## [What the exercise asks]
Starting with the line with "Where can you spot the backpack" and going on through the line with "column 1197, row 328", give those lines again with "backpack" switched to "rucksack" and everything else unchanged.

## [Stored rows]
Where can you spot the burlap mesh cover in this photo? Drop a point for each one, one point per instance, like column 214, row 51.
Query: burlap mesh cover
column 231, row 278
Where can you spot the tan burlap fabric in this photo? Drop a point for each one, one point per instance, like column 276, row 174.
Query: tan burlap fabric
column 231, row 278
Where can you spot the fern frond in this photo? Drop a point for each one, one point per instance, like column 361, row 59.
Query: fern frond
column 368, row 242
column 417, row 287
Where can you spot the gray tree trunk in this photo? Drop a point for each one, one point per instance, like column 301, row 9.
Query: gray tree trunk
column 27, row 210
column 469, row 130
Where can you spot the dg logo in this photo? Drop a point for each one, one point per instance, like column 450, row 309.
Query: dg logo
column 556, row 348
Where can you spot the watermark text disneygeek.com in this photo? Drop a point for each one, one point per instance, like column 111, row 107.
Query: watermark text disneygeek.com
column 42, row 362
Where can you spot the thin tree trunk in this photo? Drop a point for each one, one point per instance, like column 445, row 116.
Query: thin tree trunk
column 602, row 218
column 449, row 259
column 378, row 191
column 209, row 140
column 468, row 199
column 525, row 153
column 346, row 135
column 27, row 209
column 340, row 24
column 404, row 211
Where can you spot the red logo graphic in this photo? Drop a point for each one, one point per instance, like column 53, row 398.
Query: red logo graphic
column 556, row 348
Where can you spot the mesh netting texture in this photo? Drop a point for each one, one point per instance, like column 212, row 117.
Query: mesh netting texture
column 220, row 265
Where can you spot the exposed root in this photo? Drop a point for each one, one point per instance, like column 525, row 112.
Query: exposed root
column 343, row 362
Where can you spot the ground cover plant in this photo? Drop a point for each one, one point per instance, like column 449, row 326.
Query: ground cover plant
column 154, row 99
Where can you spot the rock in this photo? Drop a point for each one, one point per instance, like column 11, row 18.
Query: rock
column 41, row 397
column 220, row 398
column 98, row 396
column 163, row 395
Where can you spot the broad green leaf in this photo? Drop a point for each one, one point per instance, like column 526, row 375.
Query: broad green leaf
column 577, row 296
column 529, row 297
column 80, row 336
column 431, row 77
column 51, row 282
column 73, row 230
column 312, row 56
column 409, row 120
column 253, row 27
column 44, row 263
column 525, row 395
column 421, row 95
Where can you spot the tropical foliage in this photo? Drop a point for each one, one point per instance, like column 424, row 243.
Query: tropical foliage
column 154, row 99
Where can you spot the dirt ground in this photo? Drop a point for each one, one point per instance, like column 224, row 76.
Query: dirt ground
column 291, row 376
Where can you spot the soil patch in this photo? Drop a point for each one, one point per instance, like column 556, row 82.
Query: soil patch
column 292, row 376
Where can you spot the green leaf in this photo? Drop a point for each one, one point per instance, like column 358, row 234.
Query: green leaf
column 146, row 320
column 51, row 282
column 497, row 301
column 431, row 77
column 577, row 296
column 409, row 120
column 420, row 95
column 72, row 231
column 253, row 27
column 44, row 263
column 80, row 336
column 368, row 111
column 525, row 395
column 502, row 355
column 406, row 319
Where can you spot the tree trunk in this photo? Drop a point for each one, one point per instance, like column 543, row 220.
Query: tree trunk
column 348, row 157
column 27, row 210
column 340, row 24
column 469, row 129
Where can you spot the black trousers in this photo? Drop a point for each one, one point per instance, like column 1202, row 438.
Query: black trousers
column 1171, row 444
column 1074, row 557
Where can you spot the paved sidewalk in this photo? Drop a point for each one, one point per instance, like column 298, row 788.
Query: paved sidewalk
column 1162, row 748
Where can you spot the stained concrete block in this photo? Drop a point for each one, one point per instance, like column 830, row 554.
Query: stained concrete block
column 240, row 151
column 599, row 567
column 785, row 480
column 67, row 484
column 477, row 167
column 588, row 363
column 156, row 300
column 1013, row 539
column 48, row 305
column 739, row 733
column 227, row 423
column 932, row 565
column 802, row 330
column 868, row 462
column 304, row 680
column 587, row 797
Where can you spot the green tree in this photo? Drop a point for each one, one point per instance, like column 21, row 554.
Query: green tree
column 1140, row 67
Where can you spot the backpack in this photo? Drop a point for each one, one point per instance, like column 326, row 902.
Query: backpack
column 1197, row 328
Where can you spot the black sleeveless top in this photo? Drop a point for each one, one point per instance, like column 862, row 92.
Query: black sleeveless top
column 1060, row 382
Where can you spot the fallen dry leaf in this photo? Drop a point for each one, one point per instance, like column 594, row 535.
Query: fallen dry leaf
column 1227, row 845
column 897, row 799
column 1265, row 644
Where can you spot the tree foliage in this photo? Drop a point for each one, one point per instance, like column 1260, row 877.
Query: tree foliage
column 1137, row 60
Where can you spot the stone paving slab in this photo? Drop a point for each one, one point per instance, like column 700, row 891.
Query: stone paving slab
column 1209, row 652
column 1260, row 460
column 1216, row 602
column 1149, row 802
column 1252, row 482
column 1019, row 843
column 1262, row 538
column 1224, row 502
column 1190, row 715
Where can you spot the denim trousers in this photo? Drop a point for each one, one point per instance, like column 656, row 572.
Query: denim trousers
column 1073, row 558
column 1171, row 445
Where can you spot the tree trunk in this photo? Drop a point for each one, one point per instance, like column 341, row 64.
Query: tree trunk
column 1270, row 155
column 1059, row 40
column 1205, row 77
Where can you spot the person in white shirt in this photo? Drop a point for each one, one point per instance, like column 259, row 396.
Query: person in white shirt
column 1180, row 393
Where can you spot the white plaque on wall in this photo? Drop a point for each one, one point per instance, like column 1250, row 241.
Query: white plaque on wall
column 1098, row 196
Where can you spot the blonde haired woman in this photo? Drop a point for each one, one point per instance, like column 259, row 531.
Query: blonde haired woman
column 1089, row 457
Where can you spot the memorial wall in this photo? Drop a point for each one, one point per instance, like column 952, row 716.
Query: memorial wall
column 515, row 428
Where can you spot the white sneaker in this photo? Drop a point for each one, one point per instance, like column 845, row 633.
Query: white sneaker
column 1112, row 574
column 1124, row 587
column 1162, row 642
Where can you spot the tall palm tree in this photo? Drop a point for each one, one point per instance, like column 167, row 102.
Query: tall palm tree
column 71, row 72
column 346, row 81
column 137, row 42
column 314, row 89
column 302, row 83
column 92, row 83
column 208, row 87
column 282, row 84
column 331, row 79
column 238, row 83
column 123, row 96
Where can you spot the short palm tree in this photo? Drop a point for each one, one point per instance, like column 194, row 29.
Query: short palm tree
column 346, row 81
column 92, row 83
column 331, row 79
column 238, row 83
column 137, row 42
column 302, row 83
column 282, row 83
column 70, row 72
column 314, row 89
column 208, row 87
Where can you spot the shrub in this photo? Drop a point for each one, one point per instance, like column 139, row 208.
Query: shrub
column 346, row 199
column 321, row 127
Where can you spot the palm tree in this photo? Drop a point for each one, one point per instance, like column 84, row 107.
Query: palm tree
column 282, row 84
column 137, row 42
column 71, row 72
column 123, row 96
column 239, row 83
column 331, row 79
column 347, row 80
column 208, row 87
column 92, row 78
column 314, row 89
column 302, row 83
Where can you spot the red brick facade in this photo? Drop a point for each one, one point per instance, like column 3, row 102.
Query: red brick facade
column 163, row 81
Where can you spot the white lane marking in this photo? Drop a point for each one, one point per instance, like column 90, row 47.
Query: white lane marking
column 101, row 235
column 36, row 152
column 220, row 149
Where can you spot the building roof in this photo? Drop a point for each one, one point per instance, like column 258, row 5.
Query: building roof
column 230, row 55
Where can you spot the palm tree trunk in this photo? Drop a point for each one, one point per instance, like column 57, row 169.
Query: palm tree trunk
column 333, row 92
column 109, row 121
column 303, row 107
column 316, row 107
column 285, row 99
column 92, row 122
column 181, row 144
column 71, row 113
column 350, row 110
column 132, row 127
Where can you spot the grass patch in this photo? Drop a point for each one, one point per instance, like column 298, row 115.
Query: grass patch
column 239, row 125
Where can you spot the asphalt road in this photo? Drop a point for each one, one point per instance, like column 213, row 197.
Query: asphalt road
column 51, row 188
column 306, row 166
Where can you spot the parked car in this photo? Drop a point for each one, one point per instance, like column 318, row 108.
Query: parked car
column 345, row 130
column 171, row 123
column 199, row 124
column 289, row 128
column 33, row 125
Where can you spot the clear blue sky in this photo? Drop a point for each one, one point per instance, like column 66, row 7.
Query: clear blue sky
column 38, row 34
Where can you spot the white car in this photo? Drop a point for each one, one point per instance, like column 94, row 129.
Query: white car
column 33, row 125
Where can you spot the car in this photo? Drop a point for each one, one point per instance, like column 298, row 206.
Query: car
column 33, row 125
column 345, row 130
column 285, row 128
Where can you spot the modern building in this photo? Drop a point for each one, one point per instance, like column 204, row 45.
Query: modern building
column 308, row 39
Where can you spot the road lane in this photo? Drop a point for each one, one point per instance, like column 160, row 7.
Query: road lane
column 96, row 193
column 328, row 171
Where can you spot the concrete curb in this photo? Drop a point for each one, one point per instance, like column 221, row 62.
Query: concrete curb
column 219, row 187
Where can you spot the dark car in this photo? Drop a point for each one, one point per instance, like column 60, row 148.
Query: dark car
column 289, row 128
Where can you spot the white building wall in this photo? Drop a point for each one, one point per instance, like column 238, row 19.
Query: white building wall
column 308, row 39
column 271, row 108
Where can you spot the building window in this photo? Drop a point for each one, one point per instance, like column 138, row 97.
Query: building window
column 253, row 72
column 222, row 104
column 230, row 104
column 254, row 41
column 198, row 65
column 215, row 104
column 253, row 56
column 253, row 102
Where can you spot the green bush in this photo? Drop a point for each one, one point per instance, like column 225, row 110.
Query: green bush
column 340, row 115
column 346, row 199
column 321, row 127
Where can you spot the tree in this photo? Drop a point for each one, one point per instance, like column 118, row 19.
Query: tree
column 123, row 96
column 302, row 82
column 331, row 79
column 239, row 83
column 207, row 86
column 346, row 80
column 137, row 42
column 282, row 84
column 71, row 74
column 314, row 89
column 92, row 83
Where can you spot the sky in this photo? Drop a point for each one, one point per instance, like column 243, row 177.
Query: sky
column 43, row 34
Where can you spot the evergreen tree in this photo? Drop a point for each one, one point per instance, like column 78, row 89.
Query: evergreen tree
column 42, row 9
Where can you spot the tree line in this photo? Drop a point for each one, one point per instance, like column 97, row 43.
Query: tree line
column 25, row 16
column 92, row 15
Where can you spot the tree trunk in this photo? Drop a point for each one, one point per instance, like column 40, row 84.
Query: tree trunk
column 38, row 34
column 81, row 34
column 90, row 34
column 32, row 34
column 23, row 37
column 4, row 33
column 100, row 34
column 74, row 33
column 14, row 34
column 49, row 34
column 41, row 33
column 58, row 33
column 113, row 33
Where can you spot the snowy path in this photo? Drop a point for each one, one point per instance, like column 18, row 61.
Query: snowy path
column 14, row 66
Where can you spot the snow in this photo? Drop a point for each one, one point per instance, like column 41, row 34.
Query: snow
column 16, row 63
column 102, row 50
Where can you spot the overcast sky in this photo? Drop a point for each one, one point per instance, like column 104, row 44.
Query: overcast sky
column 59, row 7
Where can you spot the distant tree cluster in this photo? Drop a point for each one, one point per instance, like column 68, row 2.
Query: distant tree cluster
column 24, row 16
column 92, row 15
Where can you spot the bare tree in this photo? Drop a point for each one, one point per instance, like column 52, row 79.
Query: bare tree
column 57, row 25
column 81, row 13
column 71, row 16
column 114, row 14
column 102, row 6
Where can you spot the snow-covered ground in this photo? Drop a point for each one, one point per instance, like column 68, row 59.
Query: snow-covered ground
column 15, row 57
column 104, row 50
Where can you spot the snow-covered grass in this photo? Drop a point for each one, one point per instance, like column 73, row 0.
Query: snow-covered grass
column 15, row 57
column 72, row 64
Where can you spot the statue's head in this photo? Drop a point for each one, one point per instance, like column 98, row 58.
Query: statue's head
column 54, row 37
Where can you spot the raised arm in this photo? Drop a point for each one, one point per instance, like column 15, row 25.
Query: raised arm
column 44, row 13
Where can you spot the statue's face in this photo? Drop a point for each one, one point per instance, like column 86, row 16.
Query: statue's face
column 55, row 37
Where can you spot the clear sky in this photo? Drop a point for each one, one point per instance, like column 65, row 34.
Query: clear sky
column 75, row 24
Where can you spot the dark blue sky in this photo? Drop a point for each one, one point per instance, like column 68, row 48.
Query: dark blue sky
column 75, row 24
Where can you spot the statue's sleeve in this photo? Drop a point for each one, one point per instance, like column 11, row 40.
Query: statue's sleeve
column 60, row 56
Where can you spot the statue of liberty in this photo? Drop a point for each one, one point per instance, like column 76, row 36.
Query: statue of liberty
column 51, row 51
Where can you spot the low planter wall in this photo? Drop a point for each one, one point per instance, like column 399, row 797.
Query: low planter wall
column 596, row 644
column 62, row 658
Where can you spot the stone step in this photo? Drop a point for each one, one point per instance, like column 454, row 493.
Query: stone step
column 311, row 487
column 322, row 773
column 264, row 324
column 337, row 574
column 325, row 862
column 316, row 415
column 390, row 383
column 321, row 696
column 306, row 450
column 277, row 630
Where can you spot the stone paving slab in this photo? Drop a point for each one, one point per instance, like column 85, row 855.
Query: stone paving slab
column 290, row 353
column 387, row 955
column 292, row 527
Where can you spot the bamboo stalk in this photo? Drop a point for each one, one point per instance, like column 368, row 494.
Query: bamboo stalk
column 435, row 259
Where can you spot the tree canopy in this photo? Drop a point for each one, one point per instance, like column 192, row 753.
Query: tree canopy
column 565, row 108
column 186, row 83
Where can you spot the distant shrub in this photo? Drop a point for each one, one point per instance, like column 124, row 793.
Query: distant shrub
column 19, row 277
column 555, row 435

## [Solution to this task]
Where can you spot the rucksack in this photo? Drop a point for each one, one point per instance, like column 326, row 902.
Query: rucksack
column 1197, row 328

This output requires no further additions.